Description of the task —
Determine which lines of the records include the word "then", and copy them.

Recorded information —
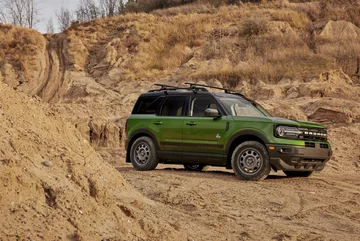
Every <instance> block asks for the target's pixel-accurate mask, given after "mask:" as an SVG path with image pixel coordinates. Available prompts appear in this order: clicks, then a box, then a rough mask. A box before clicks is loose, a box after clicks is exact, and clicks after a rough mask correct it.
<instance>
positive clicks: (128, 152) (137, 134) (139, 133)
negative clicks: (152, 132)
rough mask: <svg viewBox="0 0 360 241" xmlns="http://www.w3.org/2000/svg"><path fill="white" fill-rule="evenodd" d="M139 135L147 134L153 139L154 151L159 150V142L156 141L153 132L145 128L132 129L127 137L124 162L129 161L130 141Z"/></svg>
mask: <svg viewBox="0 0 360 241" xmlns="http://www.w3.org/2000/svg"><path fill="white" fill-rule="evenodd" d="M140 136H149V137H150V138H151V139H153V141H154V144H155V147H156V151H158V150H160V146H159V143H158V141H157V139H156V137H155V135H154V133H152V132H151V131H149V130H148V129H145V128H142V129H138V130H136V131H134V132H133V133H132V134H131V136H130V137H129V138H128V140H129V142H128V145H127V147H126V162H130V148H131V146H132V143H133V142H134V141H135V140H136V139H137V138H138V137H140Z"/></svg>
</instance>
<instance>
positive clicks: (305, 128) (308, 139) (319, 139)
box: [298, 127, 327, 141]
mask: <svg viewBox="0 0 360 241" xmlns="http://www.w3.org/2000/svg"><path fill="white" fill-rule="evenodd" d="M298 129H299V131H301V132H302V133H301V134H300V135H299V139H301V140H314V141H326V140H327V133H326V129H317V128H306V127H299V128H298Z"/></svg>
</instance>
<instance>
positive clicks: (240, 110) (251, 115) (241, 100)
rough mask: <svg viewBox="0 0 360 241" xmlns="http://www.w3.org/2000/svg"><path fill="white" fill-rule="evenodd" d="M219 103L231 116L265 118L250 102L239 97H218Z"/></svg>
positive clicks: (253, 105)
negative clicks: (224, 108)
mask: <svg viewBox="0 0 360 241" xmlns="http://www.w3.org/2000/svg"><path fill="white" fill-rule="evenodd" d="M219 101H220V102H221V103H222V104H223V106H224V107H225V109H226V111H227V112H228V113H229V114H231V115H232V116H266V115H265V114H264V113H263V112H262V111H261V110H259V109H258V108H256V107H255V106H254V105H253V104H252V103H251V102H250V101H247V100H246V99H243V98H240V97H220V98H219Z"/></svg>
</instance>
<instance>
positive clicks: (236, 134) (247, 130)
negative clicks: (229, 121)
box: [225, 130, 270, 155]
mask: <svg viewBox="0 0 360 241" xmlns="http://www.w3.org/2000/svg"><path fill="white" fill-rule="evenodd" d="M248 135H250V136H255V137H257V138H259V139H260V140H261V141H262V142H263V143H264V144H265V145H266V144H269V143H270V141H269V140H268V139H267V138H266V137H265V136H264V135H263V134H262V133H259V132H258V131H256V130H242V131H239V132H236V133H235V134H234V135H233V136H232V137H231V138H230V140H229V141H228V143H227V144H226V149H225V154H226V155H228V154H229V151H230V147H231V145H232V144H233V142H234V141H235V140H236V139H237V138H239V137H242V136H248Z"/></svg>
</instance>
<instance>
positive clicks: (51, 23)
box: [46, 18, 55, 33]
mask: <svg viewBox="0 0 360 241" xmlns="http://www.w3.org/2000/svg"><path fill="white" fill-rule="evenodd" d="M46 32H47V33H54V32H55V27H54V22H53V20H52V18H49V19H48V22H47V24H46Z"/></svg>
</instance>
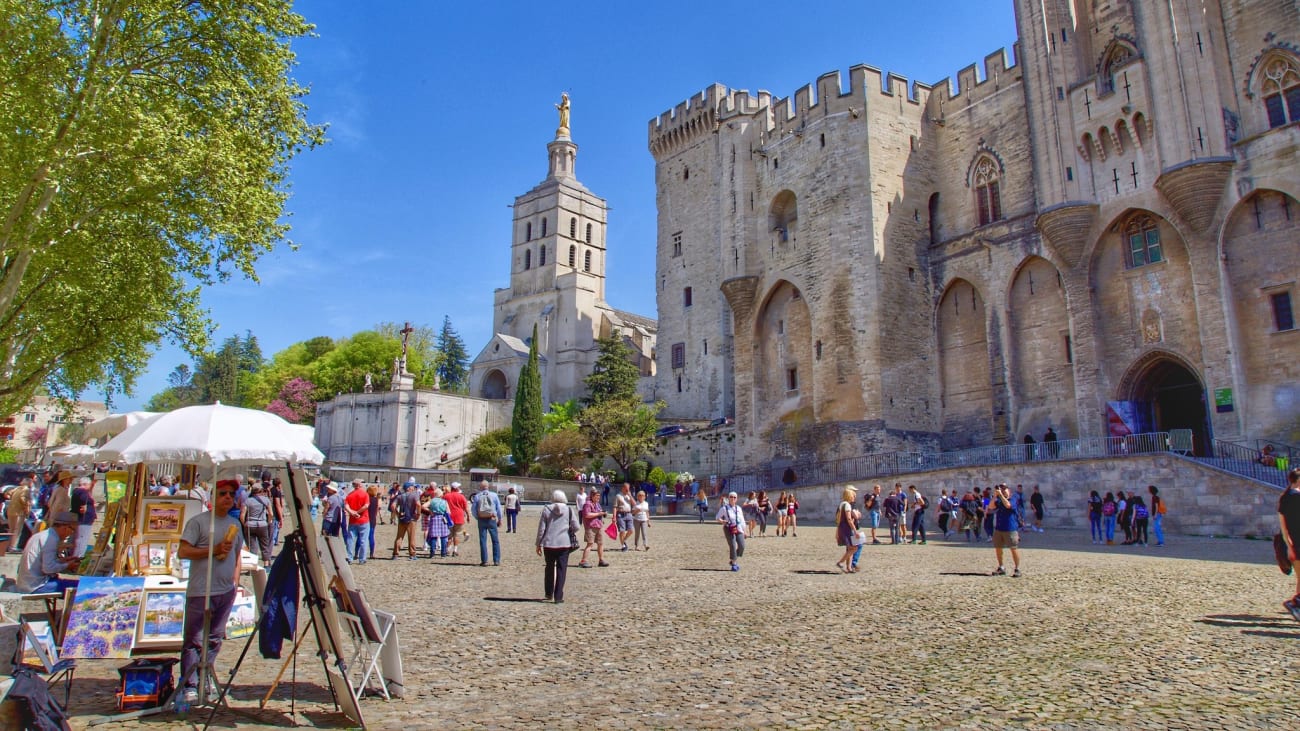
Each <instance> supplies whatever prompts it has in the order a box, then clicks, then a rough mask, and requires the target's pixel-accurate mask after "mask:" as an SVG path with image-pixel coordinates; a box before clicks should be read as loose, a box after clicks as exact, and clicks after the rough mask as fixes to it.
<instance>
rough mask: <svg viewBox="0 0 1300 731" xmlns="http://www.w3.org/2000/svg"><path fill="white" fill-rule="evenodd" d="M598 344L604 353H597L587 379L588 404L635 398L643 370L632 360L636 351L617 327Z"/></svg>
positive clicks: (586, 398) (599, 349) (595, 403)
mask: <svg viewBox="0 0 1300 731" xmlns="http://www.w3.org/2000/svg"><path fill="white" fill-rule="evenodd" d="M595 345H597V347H598V349H599V350H601V354H599V355H597V356H595V364H594V366H593V367H591V375H590V376H588V377H586V380H585V381H584V382H585V384H586V389H588V397H586V403H588V405H599V403H604V402H606V401H624V399H629V398H636V395H637V381H638V380H640V379H641V369H640V368H637V364H636V363H633V362H632V355H633V351H632V349H630V347H628V345H627V343H625V342H623V332H621V330H619V329H617V328H615V329H614V330H612V332H611V333H610V337H607V338H598V339H597V341H595Z"/></svg>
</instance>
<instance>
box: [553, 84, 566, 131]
mask: <svg viewBox="0 0 1300 731" xmlns="http://www.w3.org/2000/svg"><path fill="white" fill-rule="evenodd" d="M568 107H569V105H568V92H563V94H560V103H559V104H556V105H555V108H556V109H559V111H560V129H562V130H567V129H568Z"/></svg>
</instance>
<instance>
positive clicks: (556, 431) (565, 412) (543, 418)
mask: <svg viewBox="0 0 1300 731" xmlns="http://www.w3.org/2000/svg"><path fill="white" fill-rule="evenodd" d="M581 412H582V406H581V405H580V403H578V402H577V399H576V398H571V399H568V401H564V402H552V403H551V410H550V411H547V412H546V414H543V415H542V429H543V431H545V432H546V433H547V434H550V433H554V432H560V431H564V429H576V428H577V418H578V415H580V414H581Z"/></svg>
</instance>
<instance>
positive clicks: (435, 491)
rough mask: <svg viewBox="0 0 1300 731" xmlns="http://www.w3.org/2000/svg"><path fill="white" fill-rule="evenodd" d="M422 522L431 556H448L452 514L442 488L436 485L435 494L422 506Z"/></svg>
mask: <svg viewBox="0 0 1300 731" xmlns="http://www.w3.org/2000/svg"><path fill="white" fill-rule="evenodd" d="M420 512H421V514H422V515H421V518H420V522H421V524H422V528H424V542H425V544H428V546H429V558H433V557H434V555H437V557H439V558H447V537H450V536H451V514H450V511H448V507H447V501H446V498H443V494H442V488H438V486H434V488H433V494H432V496H430V497H429V499H426V501H425V502H424V503H421V506H420Z"/></svg>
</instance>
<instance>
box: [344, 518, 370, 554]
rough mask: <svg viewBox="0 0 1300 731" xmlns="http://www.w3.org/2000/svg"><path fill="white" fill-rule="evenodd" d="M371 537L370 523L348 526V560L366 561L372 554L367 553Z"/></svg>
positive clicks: (362, 523)
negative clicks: (359, 524)
mask: <svg viewBox="0 0 1300 731" xmlns="http://www.w3.org/2000/svg"><path fill="white" fill-rule="evenodd" d="M369 538H370V524H369V523H361V524H360V525H356V524H352V525H348V527H347V559H348V561H365V559H367V558H369V555H370V554H368V553H365V549H367V546H369Z"/></svg>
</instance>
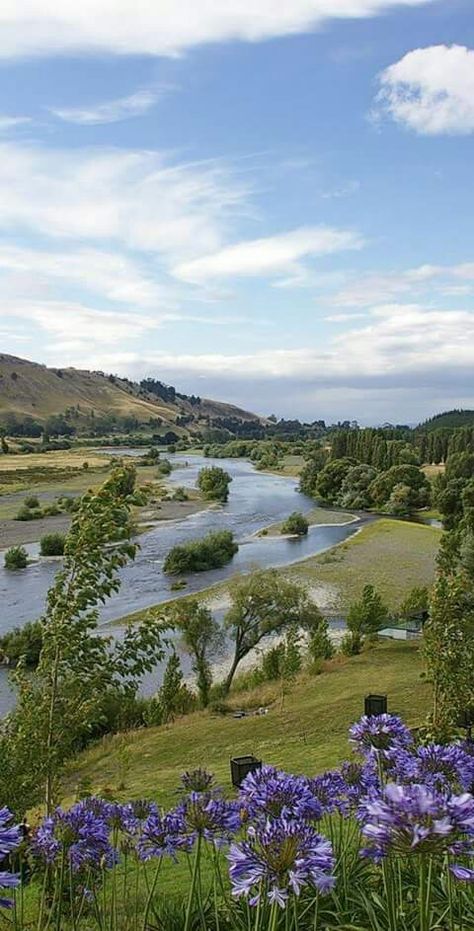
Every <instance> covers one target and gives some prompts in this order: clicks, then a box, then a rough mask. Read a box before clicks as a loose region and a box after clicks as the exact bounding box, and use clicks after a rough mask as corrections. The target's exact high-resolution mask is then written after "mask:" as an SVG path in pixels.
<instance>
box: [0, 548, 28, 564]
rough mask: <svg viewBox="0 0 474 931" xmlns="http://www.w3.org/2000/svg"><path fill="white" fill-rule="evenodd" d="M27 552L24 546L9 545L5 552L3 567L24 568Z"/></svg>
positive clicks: (27, 559)
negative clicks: (26, 551) (4, 556)
mask: <svg viewBox="0 0 474 931" xmlns="http://www.w3.org/2000/svg"><path fill="white" fill-rule="evenodd" d="M27 565H28V553H27V552H26V550H25V548H24V546H11V547H10V549H9V550H7V551H6V553H5V569H25V568H26V566H27Z"/></svg>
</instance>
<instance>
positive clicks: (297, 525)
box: [281, 511, 309, 537]
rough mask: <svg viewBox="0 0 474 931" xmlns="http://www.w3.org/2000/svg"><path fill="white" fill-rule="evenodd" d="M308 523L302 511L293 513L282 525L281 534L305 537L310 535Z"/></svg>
mask: <svg viewBox="0 0 474 931" xmlns="http://www.w3.org/2000/svg"><path fill="white" fill-rule="evenodd" d="M308 527H309V524H308V521H307V520H306V517H304V515H303V514H301V513H300V511H293V513H292V514H290V515H289V517H287V519H286V520H285V521H284V522H283V524H282V525H281V533H289V534H291V535H292V536H298V537H304V536H305V535H306V534H307V533H308Z"/></svg>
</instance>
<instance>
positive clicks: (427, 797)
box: [359, 783, 474, 861]
mask: <svg viewBox="0 0 474 931" xmlns="http://www.w3.org/2000/svg"><path fill="white" fill-rule="evenodd" d="M359 818H360V820H361V821H362V834H363V835H364V836H365V837H366V838H367V840H368V847H367V848H366V849H365V850H363V851H362V854H363V856H369V857H373V858H374V859H375V860H376V861H379V860H381V859H383V857H385V856H387V854H388V853H390V852H391V851H393V852H394V853H396V854H398V855H402V856H409V855H412V854H425V853H429V854H440V853H445V852H449V853H452V854H464V853H467V854H471V855H472V854H474V850H473V849H472V847H473V844H472V840H471V839H470V838H471V836H472V835H473V834H474V798H473V797H472V796H471V795H469V794H468V793H465V794H464V795H457V796H456V795H453V796H447V795H443V794H441V793H440V792H436V791H435V790H434V789H432V788H429V787H427V786H424V785H419V784H417V783H416V784H413V785H408V786H404V785H396V784H395V783H389V784H388V785H387V786H386V787H385V788H384V789H383V791H382V793H381V795H380V796H379V797H378V798H373V799H366V800H365V801H364V802H362V804H361V806H360V808H359Z"/></svg>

Exercise answer —
Every <instance> block asks for the target's pixel-accurate mask, given after "mask:" as an SVG path with image pixel coordinates. Available prompts appear in this order: clicks, then a box, then a rough mask. A box before clicks is loose, a box after clicks is exact, and clicks after a rough mask correct it.
Each <instance> supplies whatever prompts it has in the order a box, then clicks, then a rough mask, and requires the target's pixel-accurate mask after "mask:" as an SVG path with image-pixel coordinates; a box before clicks should be read as loose, a box after clicks as exact, and clicks after the rough mask as fixes to it.
Every <instance> covers one target and gives some prompts in this order: clicks, then a box, then a rough mask. Read a box before clicks as a loose region and a box after clicks as the exact bounding box, and use clicks after a rough mask as corrections. The target's exact high-resolution mask is then written after "mask:" as an SVG path in pixels.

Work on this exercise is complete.